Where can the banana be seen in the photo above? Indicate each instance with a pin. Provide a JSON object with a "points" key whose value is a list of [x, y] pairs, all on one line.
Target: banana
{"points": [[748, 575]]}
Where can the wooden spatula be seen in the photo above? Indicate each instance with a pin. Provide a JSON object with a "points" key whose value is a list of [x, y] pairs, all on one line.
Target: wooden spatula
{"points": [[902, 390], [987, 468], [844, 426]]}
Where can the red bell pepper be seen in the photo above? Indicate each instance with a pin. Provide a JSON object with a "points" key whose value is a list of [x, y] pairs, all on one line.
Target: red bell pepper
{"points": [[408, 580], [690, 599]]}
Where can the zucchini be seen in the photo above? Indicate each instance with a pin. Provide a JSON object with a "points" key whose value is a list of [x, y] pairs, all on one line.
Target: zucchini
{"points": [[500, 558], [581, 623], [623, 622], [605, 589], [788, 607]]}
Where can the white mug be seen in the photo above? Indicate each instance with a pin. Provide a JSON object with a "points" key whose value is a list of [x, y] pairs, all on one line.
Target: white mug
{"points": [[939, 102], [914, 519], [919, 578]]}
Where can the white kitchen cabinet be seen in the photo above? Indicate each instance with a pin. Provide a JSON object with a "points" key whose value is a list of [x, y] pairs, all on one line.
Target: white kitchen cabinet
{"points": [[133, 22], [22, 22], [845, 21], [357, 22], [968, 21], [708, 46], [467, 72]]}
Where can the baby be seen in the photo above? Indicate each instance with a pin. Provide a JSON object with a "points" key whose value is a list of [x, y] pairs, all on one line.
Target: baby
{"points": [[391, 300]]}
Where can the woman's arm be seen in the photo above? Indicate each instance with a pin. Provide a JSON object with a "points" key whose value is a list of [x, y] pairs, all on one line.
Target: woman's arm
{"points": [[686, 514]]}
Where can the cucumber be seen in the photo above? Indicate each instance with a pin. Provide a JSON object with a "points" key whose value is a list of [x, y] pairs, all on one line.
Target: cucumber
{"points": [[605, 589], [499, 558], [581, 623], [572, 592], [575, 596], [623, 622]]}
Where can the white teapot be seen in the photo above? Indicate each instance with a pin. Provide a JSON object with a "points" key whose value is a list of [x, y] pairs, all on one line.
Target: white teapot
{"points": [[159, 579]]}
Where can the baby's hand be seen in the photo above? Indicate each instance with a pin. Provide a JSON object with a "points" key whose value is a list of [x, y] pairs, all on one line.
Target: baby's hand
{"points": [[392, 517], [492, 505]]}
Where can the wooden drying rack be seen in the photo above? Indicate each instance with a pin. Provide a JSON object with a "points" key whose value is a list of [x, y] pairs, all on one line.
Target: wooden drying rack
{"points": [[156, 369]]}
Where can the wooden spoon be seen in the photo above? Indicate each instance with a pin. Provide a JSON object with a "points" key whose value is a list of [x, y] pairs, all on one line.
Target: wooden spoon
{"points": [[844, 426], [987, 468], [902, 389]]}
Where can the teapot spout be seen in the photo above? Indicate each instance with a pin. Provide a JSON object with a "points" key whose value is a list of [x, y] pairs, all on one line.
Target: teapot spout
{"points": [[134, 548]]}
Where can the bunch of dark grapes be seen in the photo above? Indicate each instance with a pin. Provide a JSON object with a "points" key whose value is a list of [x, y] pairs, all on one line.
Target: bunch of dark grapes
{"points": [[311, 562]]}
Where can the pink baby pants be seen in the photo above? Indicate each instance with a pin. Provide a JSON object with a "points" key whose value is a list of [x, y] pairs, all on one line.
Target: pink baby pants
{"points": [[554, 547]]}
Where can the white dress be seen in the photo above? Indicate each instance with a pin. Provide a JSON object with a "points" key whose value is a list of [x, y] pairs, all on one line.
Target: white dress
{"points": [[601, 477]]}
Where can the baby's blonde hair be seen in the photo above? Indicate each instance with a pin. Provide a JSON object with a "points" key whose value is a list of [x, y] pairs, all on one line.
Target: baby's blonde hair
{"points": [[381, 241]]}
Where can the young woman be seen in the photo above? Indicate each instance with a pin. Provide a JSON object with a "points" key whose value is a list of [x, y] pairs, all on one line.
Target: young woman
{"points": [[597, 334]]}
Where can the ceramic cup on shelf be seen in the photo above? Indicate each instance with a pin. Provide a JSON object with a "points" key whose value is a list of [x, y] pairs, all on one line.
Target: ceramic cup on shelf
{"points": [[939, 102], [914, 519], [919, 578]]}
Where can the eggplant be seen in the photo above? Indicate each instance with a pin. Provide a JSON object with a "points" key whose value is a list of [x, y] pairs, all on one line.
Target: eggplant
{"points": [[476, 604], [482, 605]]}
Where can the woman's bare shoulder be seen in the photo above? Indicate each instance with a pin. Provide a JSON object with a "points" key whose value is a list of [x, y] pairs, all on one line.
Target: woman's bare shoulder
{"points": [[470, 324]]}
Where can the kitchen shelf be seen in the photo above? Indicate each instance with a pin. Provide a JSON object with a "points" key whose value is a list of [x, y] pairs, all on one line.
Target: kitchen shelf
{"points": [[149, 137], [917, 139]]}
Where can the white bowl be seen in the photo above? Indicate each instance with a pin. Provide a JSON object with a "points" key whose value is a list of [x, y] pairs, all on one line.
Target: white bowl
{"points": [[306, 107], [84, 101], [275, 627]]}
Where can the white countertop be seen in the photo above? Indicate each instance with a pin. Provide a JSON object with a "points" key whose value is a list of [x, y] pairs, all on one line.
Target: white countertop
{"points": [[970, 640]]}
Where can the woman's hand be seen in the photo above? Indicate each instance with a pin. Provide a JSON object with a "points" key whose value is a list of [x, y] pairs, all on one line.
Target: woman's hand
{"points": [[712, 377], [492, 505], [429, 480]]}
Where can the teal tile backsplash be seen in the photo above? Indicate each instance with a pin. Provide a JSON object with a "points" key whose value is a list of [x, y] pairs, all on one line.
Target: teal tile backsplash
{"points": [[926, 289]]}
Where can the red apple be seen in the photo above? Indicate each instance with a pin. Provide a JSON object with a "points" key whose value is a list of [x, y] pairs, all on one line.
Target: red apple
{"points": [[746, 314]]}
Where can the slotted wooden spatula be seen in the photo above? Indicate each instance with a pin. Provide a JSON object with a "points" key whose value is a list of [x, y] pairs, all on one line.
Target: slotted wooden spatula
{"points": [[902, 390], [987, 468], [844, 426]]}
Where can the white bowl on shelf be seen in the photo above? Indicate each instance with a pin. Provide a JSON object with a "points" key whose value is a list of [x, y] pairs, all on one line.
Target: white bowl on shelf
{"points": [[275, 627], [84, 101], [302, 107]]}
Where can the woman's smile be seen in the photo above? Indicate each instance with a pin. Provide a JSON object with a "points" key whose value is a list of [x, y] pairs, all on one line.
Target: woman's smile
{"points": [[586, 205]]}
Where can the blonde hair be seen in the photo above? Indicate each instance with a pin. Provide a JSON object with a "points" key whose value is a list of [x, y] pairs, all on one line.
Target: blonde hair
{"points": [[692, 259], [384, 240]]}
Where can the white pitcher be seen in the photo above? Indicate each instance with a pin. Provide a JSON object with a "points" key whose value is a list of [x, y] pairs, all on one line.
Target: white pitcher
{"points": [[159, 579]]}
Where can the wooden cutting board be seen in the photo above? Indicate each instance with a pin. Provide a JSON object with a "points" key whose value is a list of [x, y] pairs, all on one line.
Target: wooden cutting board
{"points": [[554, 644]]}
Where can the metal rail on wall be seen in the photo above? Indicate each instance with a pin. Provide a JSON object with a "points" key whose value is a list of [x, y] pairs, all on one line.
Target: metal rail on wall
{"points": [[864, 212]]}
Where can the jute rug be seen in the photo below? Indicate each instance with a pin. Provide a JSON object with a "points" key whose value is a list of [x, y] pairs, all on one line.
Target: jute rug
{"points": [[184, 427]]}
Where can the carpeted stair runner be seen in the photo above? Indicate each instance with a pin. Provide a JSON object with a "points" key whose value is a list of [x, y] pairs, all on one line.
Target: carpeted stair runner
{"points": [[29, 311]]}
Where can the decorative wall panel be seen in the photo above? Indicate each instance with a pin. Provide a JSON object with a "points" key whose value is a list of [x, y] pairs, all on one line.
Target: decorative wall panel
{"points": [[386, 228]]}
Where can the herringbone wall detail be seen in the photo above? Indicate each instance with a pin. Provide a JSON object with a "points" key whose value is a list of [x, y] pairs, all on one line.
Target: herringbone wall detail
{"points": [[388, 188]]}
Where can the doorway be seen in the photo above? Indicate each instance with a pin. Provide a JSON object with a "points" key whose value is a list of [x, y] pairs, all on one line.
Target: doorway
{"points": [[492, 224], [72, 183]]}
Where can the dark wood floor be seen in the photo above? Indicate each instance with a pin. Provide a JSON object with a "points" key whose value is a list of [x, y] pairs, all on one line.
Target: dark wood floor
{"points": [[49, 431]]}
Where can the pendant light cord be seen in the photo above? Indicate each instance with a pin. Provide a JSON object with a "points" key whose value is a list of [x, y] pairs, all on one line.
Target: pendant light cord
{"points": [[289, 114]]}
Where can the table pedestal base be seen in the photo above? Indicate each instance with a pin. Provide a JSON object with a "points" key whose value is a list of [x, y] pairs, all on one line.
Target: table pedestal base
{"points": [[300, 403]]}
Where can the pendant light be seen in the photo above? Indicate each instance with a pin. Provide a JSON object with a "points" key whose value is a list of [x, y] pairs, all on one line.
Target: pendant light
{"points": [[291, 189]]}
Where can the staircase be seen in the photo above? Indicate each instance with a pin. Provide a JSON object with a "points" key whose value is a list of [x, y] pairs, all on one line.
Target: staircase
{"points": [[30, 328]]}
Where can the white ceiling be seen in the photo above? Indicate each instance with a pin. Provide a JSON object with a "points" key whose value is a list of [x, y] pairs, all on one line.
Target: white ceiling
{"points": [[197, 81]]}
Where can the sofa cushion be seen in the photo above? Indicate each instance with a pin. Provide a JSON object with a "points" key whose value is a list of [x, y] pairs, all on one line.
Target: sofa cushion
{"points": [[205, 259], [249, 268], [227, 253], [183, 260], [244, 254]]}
──────
▸ **Problem details**: Output the line that contains "Where can the pendant light be", followed by every later line in the listing, with no line omitted and none added.

▸ **Answer to this exercise**:
Where can the pendant light be seen in the photo above? Indicate each instance with a pin. Provide a JSON object with a "points" key whose value is a list of [x, y] pairs, all on one line.
Target: pendant light
{"points": [[291, 189]]}
Where can the staircase be seen in the photo above? Indicate each instance with a pin. Provide a JSON object with a "points" key whose value is a list of [x, y] pairs, all on one line.
Target: staircase
{"points": [[30, 328]]}
Where can the white ceiling be seen in the photo above? Indicate each instance with a pin. Provide a JSON object with a "points" key whose value is a list of [x, y] pairs, all on one line.
Target: white ceiling
{"points": [[197, 81]]}
Where can the sofa cushion be seen in the photo above? Indicate each instance with a pin. Provide a JSON object with a "points" key whose value is a list of [x, y] pairs, all on one line.
Target: sofa cushion
{"points": [[205, 259], [249, 268], [227, 253], [183, 260], [244, 254]]}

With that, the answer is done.